Tarefa proposta a
No texto sobre a transmissão do estabelecimento, em que artigo da CRP está consagrado o direito constitucional de que a manutenção do posto de trabalho é uma das vertentes?

##### Texto apresentado

II – O regime estabelecido teve em vista, por um lado, garantir o direito à manutenção do posto de trabalho, que constitui uma das vertentes do direito constitucional consagrado no artigo 53º da CRP, nos casos de transmissão do estabelecimento ou da sua exploração, e, por outro, tutelar o próprio estabelecimento, ou seja garantir a continuidade do funcionamento da empresa que é objecto da transmissão.
III – Numa situação de adjudicação em processo de execução, estando o adquirente privado sem culpa sua do livre acesso ao estabelecimento, que aliás continuou a ser explorado por outrem, não se pode considerar que aquele tenha já assumido a posição jurídica de empregador, para efeitos do disposto no artigo 285.º do CT, em relação aos trabalhadores, pois que, também por aquela razão, não pôde exercer os seus poderes enquanto tal.
IV – O trabalhador só pode resolver o contrato de trabalho com justa causa subjectiva, nos termos do disposto no artigo 394.º do CT/2009, se o comportamento do empregador for ilícito, culposo e tornar imediata e praticamente impossível a subsistência da relação de trabalho, em razão da sua gravidade e consequências, sendo ainda necessária a exigência de nexo de causalidade entre aquele comportamento e a insubsistência da relação laboral.
V – Quando perante um caso de transmissão do estabelecimento, transmitindo-se é certo por lei para o adquirente os direitos e obrigações quanto aos trabalhadores, já quanto à formulação do juízo de culpa, para efeitos de aferir da justa causa de despedimento pelo trabalhador com justa causa subjectiva, se impõe valorar apenas a actuação concreta do adquirente, o mesmo ocorrendo, ainda, quanto a saber se, em razão da sua gravidade e consequências, esse mesmo comportamento tornou imediata e praticamente impossível a manutenção da relação de trabalho, em moldes de justificar a resolução do contrato com justa causa.
VI – Numa acção em que se invoque transmissão do estabelecimento e por sua decorrência da posição de empregador, a alegação e prova de que o adquirente tinha conhecimento de que se encontram em dívida remunerações ao trabalhador é constitutivo do direito, tendo presente o disposto no artigo 342.º, n.º 1, do CC.

##########
##### Entradas

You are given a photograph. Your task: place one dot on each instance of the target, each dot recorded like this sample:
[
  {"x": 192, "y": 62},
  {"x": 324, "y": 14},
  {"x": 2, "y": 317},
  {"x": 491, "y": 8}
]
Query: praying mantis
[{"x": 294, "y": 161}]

##########
##### Entradas

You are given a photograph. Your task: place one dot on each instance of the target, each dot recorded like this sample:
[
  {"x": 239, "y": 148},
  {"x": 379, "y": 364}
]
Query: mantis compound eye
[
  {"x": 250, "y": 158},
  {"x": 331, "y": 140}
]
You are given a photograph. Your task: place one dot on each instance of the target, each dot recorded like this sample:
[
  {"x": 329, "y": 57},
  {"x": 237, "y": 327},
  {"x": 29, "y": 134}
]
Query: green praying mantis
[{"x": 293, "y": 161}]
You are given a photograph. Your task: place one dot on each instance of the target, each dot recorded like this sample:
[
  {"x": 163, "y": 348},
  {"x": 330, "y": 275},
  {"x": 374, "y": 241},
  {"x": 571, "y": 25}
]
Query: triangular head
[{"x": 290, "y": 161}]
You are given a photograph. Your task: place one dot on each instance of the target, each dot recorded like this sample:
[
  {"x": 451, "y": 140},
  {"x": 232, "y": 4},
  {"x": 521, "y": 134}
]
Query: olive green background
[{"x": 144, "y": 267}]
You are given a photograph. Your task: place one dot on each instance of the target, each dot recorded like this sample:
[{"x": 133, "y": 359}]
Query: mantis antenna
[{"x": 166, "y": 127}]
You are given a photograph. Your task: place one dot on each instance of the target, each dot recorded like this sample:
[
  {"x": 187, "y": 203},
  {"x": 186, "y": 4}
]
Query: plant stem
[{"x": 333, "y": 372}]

##########
##### Entradas

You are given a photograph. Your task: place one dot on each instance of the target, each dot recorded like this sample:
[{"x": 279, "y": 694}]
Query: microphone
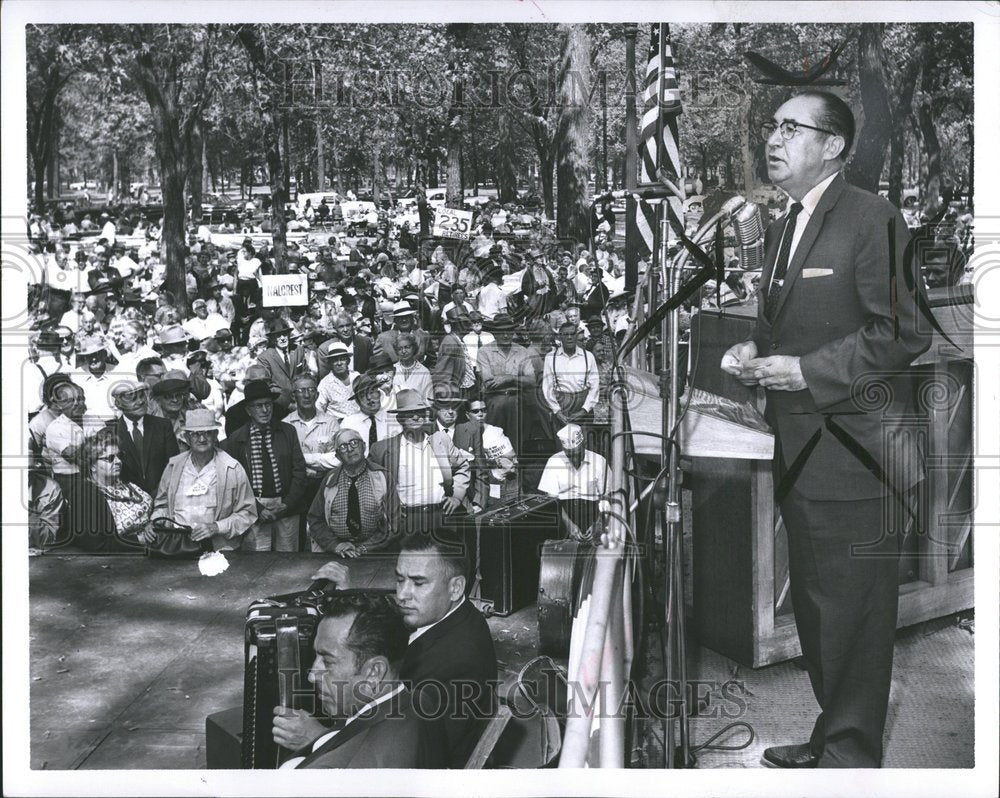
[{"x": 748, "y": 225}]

##########

Tarefa proposta b
Conta as linhas da listagem que contêm a palavra "green", tendo em conta as maiúsculas e minúsculas. Indica só o número.

Resposta a
No artigo 53º da CRP.

Resposta b
2